Text excerpt section start

New research shows childhood cancer incidence rises with increasing birthweight

New research shows childhood cancer incidence rises with increasing birthweight

New research from the International Childhood Cancer Cohort Consortium (I4C) confirms that childhood cancer occurrences rises with increasing birthweight, but shows that this is unlikely to be primarily due to a mother’s weight gain during pregnancy – an important contributor to size of the baby. The finding is believed to be an important step toward eventually understanding how to prevent childhood cancer. The study was recently published in the journal Paediatric and Perinatal Epidemiology.

The study was the first designed to specifically collect data before the children developed cancer. It includes pooled data on infant and parental characteristics and cancer incidence, covered 380,000 live births. It was collected from studies going back more than 50 years from six geographically diverse regions, including the UK, USA, Denmark, Israel, Norway and Australia. The total analysis included 377 children with cancer, including 115 with leukaemia and 262 with non-leukaemia-type cancers.

Text excerpt section end
Dataset excerpts section start

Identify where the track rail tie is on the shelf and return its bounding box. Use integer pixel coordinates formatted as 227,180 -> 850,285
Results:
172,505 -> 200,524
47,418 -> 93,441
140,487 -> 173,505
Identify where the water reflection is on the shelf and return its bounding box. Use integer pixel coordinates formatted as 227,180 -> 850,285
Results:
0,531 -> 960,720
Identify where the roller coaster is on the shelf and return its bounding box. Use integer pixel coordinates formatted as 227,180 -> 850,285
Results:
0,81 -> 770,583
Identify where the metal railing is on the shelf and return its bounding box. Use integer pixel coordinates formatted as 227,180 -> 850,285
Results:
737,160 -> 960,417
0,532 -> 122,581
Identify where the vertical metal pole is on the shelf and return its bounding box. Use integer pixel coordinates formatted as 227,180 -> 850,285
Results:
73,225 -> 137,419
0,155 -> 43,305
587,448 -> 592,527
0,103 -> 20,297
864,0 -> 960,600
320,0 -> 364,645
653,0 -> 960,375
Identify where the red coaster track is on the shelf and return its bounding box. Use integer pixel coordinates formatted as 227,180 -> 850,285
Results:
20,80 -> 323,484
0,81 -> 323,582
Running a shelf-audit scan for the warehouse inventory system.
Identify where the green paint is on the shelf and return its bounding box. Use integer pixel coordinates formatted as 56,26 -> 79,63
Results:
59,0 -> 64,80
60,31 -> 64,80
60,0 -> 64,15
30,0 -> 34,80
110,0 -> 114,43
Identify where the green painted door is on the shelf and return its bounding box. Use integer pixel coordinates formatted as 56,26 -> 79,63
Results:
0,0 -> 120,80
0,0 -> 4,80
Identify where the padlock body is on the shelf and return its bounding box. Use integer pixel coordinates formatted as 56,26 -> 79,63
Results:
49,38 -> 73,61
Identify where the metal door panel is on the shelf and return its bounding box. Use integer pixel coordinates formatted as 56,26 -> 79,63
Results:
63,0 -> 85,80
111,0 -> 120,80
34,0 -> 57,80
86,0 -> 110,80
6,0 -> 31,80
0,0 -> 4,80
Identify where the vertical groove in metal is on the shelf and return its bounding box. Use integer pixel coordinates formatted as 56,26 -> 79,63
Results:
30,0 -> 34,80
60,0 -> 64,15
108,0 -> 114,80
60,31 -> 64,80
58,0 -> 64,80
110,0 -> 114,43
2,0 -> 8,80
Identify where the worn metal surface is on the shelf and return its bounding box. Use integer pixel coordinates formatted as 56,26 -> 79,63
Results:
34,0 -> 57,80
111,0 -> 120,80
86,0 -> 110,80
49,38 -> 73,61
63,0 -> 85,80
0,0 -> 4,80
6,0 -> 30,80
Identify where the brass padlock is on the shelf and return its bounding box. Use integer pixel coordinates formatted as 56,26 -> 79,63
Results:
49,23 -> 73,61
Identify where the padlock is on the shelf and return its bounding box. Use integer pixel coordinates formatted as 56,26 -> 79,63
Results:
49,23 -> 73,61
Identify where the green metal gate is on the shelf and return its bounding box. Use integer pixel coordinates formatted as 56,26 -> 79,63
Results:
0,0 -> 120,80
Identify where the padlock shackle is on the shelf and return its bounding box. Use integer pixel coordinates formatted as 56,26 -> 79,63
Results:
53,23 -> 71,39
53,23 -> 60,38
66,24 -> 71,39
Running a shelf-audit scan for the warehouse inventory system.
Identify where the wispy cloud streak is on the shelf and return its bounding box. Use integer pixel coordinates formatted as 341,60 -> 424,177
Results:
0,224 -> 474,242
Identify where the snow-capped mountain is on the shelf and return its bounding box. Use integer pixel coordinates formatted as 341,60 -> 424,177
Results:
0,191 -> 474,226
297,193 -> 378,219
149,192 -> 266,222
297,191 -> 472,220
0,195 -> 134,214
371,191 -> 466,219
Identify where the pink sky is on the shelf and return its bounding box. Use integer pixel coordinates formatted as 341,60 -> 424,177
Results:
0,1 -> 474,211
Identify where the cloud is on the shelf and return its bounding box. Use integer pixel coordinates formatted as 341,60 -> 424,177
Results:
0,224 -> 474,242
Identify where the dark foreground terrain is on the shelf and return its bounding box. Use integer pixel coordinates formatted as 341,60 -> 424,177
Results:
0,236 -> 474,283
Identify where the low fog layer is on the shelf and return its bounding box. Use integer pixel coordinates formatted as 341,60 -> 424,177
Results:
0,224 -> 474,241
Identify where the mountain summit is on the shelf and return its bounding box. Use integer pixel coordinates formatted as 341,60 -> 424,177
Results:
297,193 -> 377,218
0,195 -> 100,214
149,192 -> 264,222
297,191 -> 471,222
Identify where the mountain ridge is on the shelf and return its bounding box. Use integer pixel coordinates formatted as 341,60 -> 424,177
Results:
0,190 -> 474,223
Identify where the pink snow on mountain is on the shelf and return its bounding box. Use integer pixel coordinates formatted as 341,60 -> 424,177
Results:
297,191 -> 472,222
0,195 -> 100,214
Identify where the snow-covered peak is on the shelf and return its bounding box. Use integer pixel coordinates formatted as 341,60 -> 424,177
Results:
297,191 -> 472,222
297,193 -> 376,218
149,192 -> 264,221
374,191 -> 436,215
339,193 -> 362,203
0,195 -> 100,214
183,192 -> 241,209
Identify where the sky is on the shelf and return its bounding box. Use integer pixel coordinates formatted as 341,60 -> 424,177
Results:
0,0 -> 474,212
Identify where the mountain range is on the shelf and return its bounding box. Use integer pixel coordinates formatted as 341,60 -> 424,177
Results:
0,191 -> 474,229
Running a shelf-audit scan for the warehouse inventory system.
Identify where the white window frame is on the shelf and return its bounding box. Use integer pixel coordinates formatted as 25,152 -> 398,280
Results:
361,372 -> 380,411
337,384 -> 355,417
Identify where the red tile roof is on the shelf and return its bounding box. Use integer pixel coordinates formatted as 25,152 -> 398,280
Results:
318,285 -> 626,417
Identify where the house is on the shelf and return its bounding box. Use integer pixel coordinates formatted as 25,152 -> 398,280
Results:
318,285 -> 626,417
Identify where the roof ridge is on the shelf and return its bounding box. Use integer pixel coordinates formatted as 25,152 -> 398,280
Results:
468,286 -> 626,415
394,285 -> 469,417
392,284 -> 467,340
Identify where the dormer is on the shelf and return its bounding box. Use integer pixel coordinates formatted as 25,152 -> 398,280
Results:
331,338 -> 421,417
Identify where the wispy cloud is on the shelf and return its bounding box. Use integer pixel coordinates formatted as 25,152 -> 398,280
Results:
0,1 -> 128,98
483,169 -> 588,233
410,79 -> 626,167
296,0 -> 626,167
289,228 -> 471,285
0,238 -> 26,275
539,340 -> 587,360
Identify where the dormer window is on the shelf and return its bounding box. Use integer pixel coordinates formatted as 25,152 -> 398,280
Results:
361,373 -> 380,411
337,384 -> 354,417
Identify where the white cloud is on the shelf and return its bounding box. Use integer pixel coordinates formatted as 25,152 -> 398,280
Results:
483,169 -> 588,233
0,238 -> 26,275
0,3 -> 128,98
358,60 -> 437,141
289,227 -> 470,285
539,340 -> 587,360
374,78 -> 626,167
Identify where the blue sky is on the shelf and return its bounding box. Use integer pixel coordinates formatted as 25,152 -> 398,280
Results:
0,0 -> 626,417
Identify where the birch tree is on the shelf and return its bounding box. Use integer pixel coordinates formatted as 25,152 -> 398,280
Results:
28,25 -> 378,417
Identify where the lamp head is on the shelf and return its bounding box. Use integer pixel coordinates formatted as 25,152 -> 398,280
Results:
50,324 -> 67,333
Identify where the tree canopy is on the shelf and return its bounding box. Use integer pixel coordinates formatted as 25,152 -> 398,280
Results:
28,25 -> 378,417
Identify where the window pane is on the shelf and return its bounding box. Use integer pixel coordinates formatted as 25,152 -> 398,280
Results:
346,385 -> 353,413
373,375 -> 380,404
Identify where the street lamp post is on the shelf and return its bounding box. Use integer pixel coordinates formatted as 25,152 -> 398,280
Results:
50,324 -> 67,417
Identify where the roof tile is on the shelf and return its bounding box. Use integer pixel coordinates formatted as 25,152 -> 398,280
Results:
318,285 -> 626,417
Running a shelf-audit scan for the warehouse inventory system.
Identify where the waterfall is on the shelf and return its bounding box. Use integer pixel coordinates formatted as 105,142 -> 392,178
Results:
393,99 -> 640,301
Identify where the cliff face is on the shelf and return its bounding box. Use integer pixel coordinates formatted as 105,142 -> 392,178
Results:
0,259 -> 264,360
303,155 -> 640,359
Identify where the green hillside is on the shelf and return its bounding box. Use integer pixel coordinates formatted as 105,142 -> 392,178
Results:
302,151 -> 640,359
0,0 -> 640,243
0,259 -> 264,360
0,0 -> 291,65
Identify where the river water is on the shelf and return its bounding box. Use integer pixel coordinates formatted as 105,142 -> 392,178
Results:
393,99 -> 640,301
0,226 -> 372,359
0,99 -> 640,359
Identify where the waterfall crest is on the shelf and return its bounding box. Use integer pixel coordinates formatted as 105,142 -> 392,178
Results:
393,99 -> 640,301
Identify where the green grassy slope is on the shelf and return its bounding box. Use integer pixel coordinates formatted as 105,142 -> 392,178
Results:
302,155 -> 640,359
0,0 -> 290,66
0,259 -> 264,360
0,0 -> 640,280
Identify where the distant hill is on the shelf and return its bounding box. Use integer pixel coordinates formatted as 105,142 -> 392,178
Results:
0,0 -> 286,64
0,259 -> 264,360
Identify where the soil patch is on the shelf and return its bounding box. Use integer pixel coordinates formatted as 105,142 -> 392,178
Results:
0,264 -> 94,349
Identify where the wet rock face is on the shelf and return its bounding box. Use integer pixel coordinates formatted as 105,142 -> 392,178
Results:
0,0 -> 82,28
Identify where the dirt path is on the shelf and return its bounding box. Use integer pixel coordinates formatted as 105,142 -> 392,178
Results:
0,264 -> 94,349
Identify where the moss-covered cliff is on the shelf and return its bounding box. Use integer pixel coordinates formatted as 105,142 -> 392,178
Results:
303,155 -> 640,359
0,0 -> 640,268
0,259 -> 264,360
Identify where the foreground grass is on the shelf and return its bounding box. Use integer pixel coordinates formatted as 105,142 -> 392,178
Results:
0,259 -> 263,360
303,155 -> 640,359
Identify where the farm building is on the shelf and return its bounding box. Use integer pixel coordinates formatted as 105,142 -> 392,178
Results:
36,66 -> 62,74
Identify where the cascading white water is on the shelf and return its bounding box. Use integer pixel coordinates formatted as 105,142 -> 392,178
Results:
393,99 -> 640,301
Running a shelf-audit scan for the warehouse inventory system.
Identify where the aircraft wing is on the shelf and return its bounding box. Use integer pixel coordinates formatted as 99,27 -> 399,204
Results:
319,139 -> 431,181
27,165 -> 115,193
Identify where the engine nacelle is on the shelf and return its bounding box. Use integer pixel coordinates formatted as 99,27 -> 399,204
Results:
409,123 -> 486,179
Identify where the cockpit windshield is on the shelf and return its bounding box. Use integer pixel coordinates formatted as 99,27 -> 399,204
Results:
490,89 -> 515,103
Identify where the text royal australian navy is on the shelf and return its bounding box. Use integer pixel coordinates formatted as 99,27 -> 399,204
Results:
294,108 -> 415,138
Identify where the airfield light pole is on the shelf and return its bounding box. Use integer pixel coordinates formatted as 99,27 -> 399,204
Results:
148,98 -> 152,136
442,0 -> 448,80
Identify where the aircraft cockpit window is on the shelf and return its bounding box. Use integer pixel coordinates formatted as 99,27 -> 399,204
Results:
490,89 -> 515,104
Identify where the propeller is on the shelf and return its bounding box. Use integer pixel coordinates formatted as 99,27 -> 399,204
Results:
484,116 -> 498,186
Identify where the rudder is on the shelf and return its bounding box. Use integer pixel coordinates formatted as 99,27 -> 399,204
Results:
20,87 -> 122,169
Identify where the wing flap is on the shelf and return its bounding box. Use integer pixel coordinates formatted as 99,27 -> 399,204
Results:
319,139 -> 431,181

Dataset excerpts section end

Exercise A ▸
Repeat the birthweight article from "New research from" to "and Perinatal Epidemiology." word for word.
Exercise B ▸
Which regions does the birthweight article say the pooled data came from?
Exercise C ▸
Pick up the childhood cancer and birthweight article after its final sentence and keep writing it.

Exercise answer A ▸
New research from the International Childhood Cancer Cohort Consortium (I4C) confirms that childhood cancer occurrences rises with increasing birthweight, but shows that this is unlikely to be primarily due to a mother’s weight gain during pregnancy – an important contributor to size of the baby. The finding is believed to be an important step toward eventually understanding how to prevent childhood cancer. The study was recently published in the journal Paediatric and Perinatal Epidemiology.

Exercise answer B ▸
UK
USA
Denmark
Israel
Norway
Australia

Exercise answer C ▸
“We have been able to compile a significant amount of evidence that effectively shows that childhood cancer incidence rises with increasing birthweight,” said Professor Terry Dwyer, the Executive Director for The George Institute for Global Health. “While we observed a correlation between increased birthweight and higher risk of cancer incidence in children, there were no significant interactions with maternal pre-pregnancy overweight or pregnancy weight gain.”

The study showed that after adjusting for gestational age and sex an increased risk of 26 percent for every kilogram increase in birthweight was observed for all cancers. In older children (diagnosed at or after three years of age), cancers other than leukaemia are particularly related to high birthweight.

“At The George Institute we are focused on the prevention, treatment and care of noncommunicable diseases, like cancer,” said Professor Dwyer. “I am more optimistic that we’ll find ways of preventing childhood cancer than I was when we started this study 10 years ago. We know that there are no easy answers, but we are assembling more clues, like this piece of evidence, which will help us fill in the puzzle. Additional research into childhood cancer is needed so that we can provide actionable solutions to improve outcomes for future generations.”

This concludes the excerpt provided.